**** PASSAGE GIVEN

While the notions of phase, epoch, and stage are primarily relevant for the clocked gates, it is however important to also assign a stage to the AA and SA elements, since a stage of an unclocked element guides the DFF insertion. Consider two networks containing an asynchronous datapath illustrated in Fig. 3. Both networks realize the same function, however, the possible locations of path balancing DFFs are different. Assigning a stage to an unclocked gate is important to correctly place the path balancing DFFs.

### A. SA element constraints

Recall that the inputs of the SA gates require simultaneous arrival of data pulses to the gate. To ensure the simultaneous arrival, the AS gate should be placed immediately before the SA gate, at the same clock stage, as shown in Fig. 4a. If the stage of AS gate is earlier than the SA gate, a path balancing DFF should be inserted. In addition, the SA gate cannot be placed at the same stage as the fanin, if the fanin is not an AS gate. For example, if the fanin of the SA gate has fanout greater than one, a splitter is inserted after the AS gate. Thus, the fanin type of the SA gate is a splitter (AA gate). The propagation delay incurred by the AA gates, such as splitters, may desynchronize the inputs arriving to the SA gate [18], producing a data hazard, as illustrated in Fig. 4b. To avoid this condition, the minimum stage of gate g is increased by one, as shown in Fig. 4c.

********
**** DATASET ENTRIES

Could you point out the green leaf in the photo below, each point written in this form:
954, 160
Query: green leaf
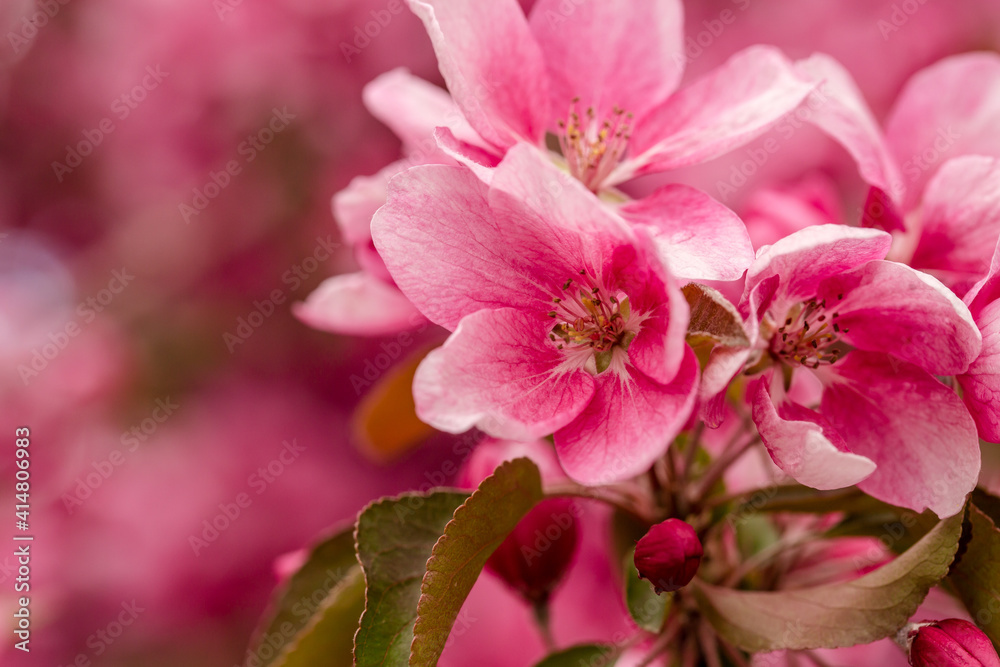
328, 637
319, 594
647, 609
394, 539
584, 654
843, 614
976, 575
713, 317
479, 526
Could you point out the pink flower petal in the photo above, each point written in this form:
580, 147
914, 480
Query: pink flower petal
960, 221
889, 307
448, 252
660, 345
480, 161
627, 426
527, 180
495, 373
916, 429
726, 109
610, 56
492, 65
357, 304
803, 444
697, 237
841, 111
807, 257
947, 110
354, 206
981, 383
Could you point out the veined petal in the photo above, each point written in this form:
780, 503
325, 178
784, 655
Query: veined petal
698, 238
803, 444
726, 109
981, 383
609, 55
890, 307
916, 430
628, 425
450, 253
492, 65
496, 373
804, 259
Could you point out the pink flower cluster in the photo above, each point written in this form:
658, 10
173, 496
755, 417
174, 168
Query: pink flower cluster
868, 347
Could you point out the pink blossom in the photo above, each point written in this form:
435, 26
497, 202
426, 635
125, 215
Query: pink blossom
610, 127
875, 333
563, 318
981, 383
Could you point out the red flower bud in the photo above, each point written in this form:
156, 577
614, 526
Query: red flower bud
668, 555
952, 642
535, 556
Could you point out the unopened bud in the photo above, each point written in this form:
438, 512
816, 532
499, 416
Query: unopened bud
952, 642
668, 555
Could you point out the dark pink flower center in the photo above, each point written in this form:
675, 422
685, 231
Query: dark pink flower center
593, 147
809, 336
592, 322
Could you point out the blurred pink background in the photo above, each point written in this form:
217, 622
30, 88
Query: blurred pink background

********

_TASK TO COMPLETE_. Please print the part of the passage on clock stages and DFF insertion without changing a word, starting with "While the notions" and going on through "path balancing DFFs.".

_RESULT FOR THIS TASK_.
While the notions of phase, epoch, and stage are primarily relevant for the clocked gates, it is however important to also assign a stage to the AA and SA elements, since a stage of an unclocked element guides the DFF insertion. Consider two networks containing an asynchronous datapath illustrated in Fig. 3. Both networks realize the same function, however, the possible locations of path balancing DFFs are different. Assigning a stage to an unclocked gate is important to correctly place the path balancing DFFs.